Work request:
In full and word for word, restate the lines of the listing.

*-*-*

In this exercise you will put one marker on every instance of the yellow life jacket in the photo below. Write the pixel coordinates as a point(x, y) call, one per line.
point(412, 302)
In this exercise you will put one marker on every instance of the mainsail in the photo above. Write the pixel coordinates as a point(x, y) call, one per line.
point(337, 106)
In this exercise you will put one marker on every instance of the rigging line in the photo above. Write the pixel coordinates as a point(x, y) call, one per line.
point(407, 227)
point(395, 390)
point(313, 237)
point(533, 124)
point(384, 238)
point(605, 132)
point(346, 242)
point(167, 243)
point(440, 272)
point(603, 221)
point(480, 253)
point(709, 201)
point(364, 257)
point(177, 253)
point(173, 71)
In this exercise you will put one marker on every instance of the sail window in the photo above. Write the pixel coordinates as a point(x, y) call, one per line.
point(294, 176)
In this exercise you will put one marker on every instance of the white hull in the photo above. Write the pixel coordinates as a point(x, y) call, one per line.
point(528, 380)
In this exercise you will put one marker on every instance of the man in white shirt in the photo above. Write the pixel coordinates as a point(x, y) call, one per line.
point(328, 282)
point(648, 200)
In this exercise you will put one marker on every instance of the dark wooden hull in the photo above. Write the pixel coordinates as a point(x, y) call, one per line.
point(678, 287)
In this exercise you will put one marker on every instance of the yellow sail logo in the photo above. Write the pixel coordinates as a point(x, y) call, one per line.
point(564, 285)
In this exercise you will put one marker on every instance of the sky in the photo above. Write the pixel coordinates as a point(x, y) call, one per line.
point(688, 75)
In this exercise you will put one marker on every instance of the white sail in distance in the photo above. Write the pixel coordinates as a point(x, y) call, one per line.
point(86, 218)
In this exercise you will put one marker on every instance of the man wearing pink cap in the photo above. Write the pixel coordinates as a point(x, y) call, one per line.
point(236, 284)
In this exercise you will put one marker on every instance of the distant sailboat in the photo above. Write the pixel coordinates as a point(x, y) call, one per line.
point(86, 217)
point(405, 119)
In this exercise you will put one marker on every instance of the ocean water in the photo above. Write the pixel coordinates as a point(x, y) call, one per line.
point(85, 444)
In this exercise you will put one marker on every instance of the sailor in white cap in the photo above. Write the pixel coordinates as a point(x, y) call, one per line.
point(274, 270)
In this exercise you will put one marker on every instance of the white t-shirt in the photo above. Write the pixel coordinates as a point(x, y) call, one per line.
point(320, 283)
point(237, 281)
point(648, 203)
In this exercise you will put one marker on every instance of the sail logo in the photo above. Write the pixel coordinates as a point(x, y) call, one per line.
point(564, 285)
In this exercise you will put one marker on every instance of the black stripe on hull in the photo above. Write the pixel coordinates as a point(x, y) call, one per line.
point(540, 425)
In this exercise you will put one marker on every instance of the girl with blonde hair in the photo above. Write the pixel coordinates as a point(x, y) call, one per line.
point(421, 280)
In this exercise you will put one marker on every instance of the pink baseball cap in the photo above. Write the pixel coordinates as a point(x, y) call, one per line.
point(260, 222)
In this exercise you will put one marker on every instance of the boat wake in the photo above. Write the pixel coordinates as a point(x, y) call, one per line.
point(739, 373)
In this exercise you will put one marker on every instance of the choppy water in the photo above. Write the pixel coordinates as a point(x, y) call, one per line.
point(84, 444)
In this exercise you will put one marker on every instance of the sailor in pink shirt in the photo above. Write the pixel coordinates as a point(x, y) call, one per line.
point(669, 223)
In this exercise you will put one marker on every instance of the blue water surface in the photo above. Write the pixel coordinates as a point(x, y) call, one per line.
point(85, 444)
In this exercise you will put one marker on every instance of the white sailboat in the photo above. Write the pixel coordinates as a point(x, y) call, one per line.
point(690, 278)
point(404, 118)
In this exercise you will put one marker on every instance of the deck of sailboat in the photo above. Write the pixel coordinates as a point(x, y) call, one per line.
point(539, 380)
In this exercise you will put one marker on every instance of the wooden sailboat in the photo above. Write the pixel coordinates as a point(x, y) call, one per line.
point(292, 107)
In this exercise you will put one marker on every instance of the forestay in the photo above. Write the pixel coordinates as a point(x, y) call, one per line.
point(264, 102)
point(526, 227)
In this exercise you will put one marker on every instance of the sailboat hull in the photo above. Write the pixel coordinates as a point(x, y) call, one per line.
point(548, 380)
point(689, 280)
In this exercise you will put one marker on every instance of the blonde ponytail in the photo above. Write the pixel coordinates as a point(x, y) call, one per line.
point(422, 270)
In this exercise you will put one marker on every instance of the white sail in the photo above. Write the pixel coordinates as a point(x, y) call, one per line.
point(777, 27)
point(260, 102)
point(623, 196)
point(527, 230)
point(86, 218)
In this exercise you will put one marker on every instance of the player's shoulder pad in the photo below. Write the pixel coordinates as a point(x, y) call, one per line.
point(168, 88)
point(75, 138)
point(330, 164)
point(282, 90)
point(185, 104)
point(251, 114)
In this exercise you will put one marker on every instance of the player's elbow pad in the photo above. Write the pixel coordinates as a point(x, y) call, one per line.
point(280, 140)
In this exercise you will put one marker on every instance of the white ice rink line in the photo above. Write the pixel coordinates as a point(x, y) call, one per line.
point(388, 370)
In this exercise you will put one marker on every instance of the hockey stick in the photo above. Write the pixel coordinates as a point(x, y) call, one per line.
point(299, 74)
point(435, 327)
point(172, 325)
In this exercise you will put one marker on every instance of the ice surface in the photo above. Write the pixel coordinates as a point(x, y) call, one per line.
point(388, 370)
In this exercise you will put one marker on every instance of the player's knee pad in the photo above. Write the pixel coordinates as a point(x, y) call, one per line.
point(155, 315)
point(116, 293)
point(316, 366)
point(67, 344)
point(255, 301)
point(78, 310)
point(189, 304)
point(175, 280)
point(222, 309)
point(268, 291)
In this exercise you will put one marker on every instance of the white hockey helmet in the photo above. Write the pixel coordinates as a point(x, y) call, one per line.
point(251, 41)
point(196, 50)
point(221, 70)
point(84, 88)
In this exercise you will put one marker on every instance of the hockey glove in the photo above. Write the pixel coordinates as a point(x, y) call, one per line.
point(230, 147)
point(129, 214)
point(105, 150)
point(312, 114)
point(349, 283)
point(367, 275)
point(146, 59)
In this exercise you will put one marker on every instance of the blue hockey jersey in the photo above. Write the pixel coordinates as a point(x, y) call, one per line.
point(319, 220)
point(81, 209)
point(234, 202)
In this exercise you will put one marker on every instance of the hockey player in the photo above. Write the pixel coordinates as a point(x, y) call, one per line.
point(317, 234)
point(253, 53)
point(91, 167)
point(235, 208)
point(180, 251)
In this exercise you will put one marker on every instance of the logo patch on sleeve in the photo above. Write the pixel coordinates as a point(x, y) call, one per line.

*-*-*

Response below:
In this exercise you will put one marker on every instance of the yellow life jacket in the photo below. Write the pixel coordinates as a point(x, y) call, one per line.
point(412, 302)
In this exercise you will put one marker on every instance of the mainsail in the photo above. Write the pixel coordinates as a point(x, y) call, one per line.
point(337, 106)
In this exercise you will put one marker on every instance of the rigging line in the photo above. Write the pixel coordinates as a point(x, y) call, one per line.
point(407, 227)
point(395, 390)
point(313, 237)
point(533, 124)
point(384, 238)
point(605, 132)
point(346, 242)
point(167, 243)
point(440, 272)
point(603, 221)
point(480, 253)
point(709, 201)
point(364, 257)
point(177, 253)
point(173, 71)
In this exercise you will put one marker on every instance of the sail window in the photo above. Write the pixel coordinates as a point(x, y) call, one per line.
point(294, 176)
In this exercise you will put one marker on every instance of the white hull in the photo above. Write the pixel coordinates as a point(x, y) call, one per line.
point(528, 380)
In this exercise you will put one marker on every instance of the man in white shirt in the photo above. Write the pixel coordinates as a point(x, y) call, one per line.
point(328, 282)
point(648, 200)
In this exercise you will put one marker on every instance of the dark wooden hull in the photo above. Write the pixel coordinates as a point(x, y) call, one per line.
point(678, 287)
In this exercise you will put one marker on every instance of the yellow sail logo in the photo above. Write the pixel coordinates as a point(x, y) call, one per line.
point(564, 285)
In this exercise you will put one marker on every instance of the sky in the photo above. Write the pixel coordinates as a point(x, y) call, one per line.
point(688, 75)
In this exercise you will put one marker on every instance of the white sail in distance in the photo above. Write the pixel coordinates as a point(x, y) call, one per line.
point(86, 218)
In this exercise you will put one marker on every instance of the man wearing pink cap in the photo above. Write the pixel coordinates as a point(x, y) call, one per line.
point(236, 284)
In this exercise you will put one marker on every instance of the distant sailboat in the photo above. Write the pixel coordinates as a point(x, y) call, one per line.
point(86, 217)
point(405, 119)
In this exercise you will put one marker on every instance of the ocean water in the photo above. Write the pixel coordinates as a point(x, y) call, one per line.
point(85, 444)
In this exercise you will put one marker on every instance of the sailor in white cap in the photo above. Write the pixel coordinates as a point(x, y) call, one per line.
point(274, 270)
In this exercise you will put one marker on every instance of the white t-shirt in the photo above. Write the pixel coordinates as a point(x, y) call, one per line.
point(320, 283)
point(237, 281)
point(648, 203)
In this exercise you will put one marker on every instance of the sail logo in the photo above. Write the pixel coordinates as a point(x, y) call, one per line.
point(564, 285)
In this exercise you will put one marker on every instance of the black stripe on hull in the photo above. Write the pixel coordinates as a point(x, y) call, one per line.
point(540, 425)
In this exercise you will put one marker on every instance of the girl with blonde hair in the photo above. Write the pixel coordinates as a point(x, y) call, one per line.
point(421, 280)
In this exercise you will put one marker on every instance of the pink baseball cap in the photo above. Write the pixel coordinates as a point(x, y) call, one per line.
point(260, 222)
In this exercise you will put one marker on every instance of the boat wake in the photo above. Write the pixel coordinates as a point(x, y) call, one per line.
point(739, 373)
In this exercise you will put one marker on every instance of the choppy water in the photo above. Write the pixel coordinates as a point(x, y) call, one per line.
point(84, 444)
In this exercise you will put one marker on every instance of the sailor in pink shirt in the photo above. Write the pixel coordinates as a point(x, y) call, one per line.
point(669, 223)
In this exercise you will put one marker on every instance of the blue water surface in the photo above. Write the pixel coordinates as a point(x, y) call, one per line.
point(85, 444)
In this exercise you will put one marker on every instance of the white sailboat in the photo above. Write the pixel coordinates as a point(x, y) call, one per line.
point(690, 278)
point(404, 118)
In this exercise you will put one marker on every instance of the deck of sailboat in the photo above. Write the pixel coordinates as a point(x, y) call, one per line.
point(539, 380)
In this exercise you will put one marker on every instance of the wooden sailboat in the photo above. Write the pixel coordinates as a point(x, y) call, one per line.
point(292, 107)
In this exercise you will put one marker on every instance of the forestay in the photo above. Write the pixel coordinates as a point(x, y) call, one per line.
point(264, 102)
point(526, 227)
In this exercise you will put one marker on every instance of the sailboat hull in the photo above. Write the pixel coordinates as a point(x, y) call, one per line.
point(548, 380)
point(689, 280)
In this exercise you will put one marker on every instance of the blonde ponytail in the photo above. Write the pixel coordinates as a point(x, y) call, one per line.
point(422, 270)
In this exercise you will put one marker on every instance of the white sail in the photo above. Write the pixel coordinates as a point(x, y) call, one per line.
point(777, 27)
point(260, 102)
point(623, 196)
point(527, 230)
point(86, 218)
In this exercise you will put one marker on every instance of the player's shoulder pad in the photo below. Write the pixel coordinates as a point(x, y) call, one per line.
point(168, 88)
point(75, 138)
point(330, 164)
point(282, 90)
point(185, 104)
point(251, 114)
In this exercise you will put one marker on every instance of the player's elbow pad in the photo above. Write the pixel coordinates as a point(x, y) call, one per line.
point(280, 140)
In this exercise you will put one marker on every instance of the white ice rink line in the photo above. Write the pixel coordinates as a point(x, y) call, one per line.
point(388, 370)
In this exercise you will put one marker on every instance of the hockey stick in the photo above. Write the pixel coordinates as a point(x, y) call, one per line.
point(299, 74)
point(435, 327)
point(172, 325)
In this exercise you will put one marker on every instance of the ice surface in the photo above. Write the pixel coordinates as a point(x, y) call, one per line.
point(388, 370)
In this exercise you will put one marker on every instance of the player's knee pad in the photo above. Write the pixel coordinates as a point(x, y) call, one per line.
point(155, 315)
point(116, 293)
point(316, 366)
point(67, 344)
point(255, 301)
point(78, 310)
point(189, 304)
point(175, 280)
point(222, 309)
point(268, 291)
In this exercise you will put one marker on every instance of the white hockey helmet in the photo above. Write the pixel coordinates as a point(x, y) call, one per line.
point(251, 41)
point(196, 50)
point(221, 70)
point(84, 88)
In this exercise you will put one marker on every instance of the hockey glove in the photo above. Write the pixel coordinates as a point(x, y) call, one per line.
point(230, 147)
point(129, 214)
point(105, 150)
point(312, 114)
point(349, 283)
point(367, 275)
point(146, 59)
In this exercise you will put one marker on every instance of the blue hockey jersey in the photo above. Write the pixel coordinates as a point(x, y) call, one per line.
point(319, 220)
point(81, 209)
point(234, 202)
In this exercise you will put one marker on every instance of the hockey player in the photo above. Write the pixel coordinates as a point(x, y) call, one per line.
point(317, 234)
point(253, 53)
point(91, 167)
point(235, 208)
point(180, 251)
In this exercise you will put one marker on every instance of the logo patch on sleeve in the photo above. Write the pixel coordinates as a point(x, y) call, one per line.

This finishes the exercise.